_SOURCE_.

# # # # # # #

Section 7.001 of the Family Code requires a trial court to divide the estate in a manner that it "deems just and right." Tex. Fam. Code § 7.001. If a trial court chooses to divide a marital estate unequally, it must have a reasonable basis for doing so. O'Carolan v. Hopper, 71 S.W.3d 529, 532 (Tex. App.-Austin 2002, no pet.). In deciding whether a reasonable basis exists for an unequal division of the marital estate, a trial court may consider many factors, including (1) the spouses' capacities and abilities; (2) the benefits that the party not at fault would have derived from the continuation of the marriage; (3) any business opportunities; (4) the relative physical conditions of the parties (5) the relative financial conditions of the parties; (6) the disparity of the parties' ages; (7) the size of the separate estates; (8) the nature of the property; and (9) the disparity of income or earning capacity. Kaftousian v. Rezaeipanah, 511 S.W.3d 618, 621-22 (Tex. App.-El Paso 2015, no pet.) (citing Murff v. Murff, 615 S.W.2d 696, 699 (Tex. 1981)). We review a trial court's division of marital property for an abuse of discretion. Murff, 615 S.W.2d at 698. A trial court "enjoys wide latitude in dividing the marital estate," and we "presume that the trial court properly exercised its discretion in reaching its decision." Kaftousian, 511 S.W.3d at 621 (citing Murff, 615 S.W.2d at 698-700). Thus, "we will not overturn that division unless the complaining party demonstrates that it was so unjust and unfair as to constitute an abuse of discretion." Id. (citing Murff, 615 S.W.2d at 698).

# # # # # # #

_WHAT YOU NEED TO DO_.
Continue the passage on dividing a marital estate in Texas from the point where it ends. The entries below were taken from a separate source.

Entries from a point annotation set
# # # # # # #

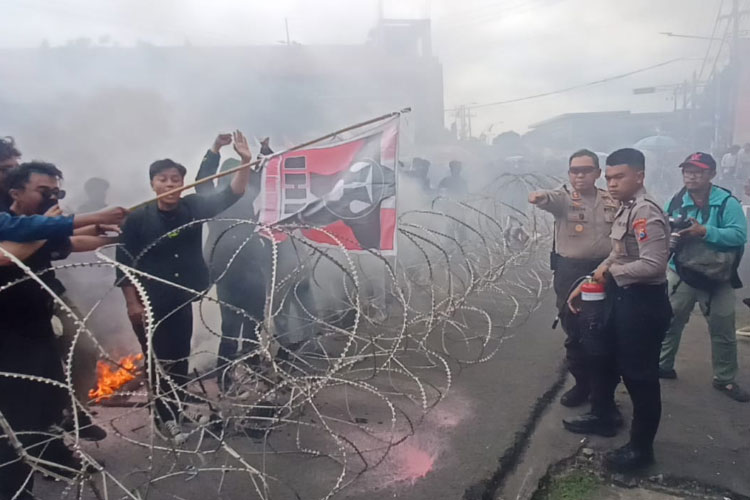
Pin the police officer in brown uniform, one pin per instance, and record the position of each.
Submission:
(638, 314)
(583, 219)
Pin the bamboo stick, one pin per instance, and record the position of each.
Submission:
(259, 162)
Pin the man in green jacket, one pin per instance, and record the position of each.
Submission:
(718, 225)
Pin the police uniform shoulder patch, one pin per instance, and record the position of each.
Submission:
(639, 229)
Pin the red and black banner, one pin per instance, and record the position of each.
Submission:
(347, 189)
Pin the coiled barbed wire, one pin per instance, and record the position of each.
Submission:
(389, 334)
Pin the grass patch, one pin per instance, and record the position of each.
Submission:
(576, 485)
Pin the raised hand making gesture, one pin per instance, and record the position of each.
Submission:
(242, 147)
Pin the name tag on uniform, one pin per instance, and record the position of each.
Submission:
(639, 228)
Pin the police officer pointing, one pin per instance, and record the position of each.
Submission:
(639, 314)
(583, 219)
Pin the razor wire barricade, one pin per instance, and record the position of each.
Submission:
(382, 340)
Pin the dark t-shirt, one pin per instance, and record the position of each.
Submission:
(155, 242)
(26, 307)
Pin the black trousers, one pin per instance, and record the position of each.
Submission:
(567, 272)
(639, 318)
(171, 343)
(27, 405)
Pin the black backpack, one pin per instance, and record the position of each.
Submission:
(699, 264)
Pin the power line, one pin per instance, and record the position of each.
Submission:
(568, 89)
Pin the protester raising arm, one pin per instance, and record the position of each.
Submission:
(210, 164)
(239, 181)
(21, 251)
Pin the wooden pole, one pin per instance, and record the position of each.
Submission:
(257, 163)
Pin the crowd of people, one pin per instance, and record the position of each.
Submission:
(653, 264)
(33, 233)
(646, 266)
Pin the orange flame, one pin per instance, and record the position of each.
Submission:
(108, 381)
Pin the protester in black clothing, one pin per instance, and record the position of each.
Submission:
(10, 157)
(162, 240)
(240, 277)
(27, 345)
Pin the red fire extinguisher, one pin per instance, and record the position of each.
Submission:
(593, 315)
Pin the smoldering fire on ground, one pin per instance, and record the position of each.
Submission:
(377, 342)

# # # # # # #

_ANSWER FOR THE TASK_.
The record reflects that Alma and Steve married on July 6, 1991, and separated on September 9, 2018. Thus, they were married for twenty-seven years. They have three children, who were all adults at the time of the divorce proceedings.

From September 8, 2022 through the time of trial, Steve worked for Border Patrol in the Department of Homeland Security and thus is part of the Federal Employees Retirement System ("FERS"). His retirement under FERS has no cash value because it is an annuity, which cannot be determined until he retires. He testified he is not eligible yet to begin collecting on his FERS benefits and will have "to accumulate age and time of eighty years" before he will be eligible. Steve testified that at the end of every year, he receives a statement showing how much his monthly retirement payment would be based on current information. He testified that he also contributes to a retirement Thrift Savings Plan ("TSP"), which at the time of trial had a balance of $135,734.73. As a border patrol agent, Steve's net earnings every two weeks were $2,077.08, or $4,500.34 per month, which did not include overtime pay. Steve's 2017 W-2 earnings and tax statement showed that he earned $114,626.75 working as a border patrol agent. His 2018 W-2 earnings and tax statement showed that he earned $120,674.96 as a border patrol agent. Additionally, Steve testified that he had a side business of tax preparation for which he earned an extra $24,800 in 2019.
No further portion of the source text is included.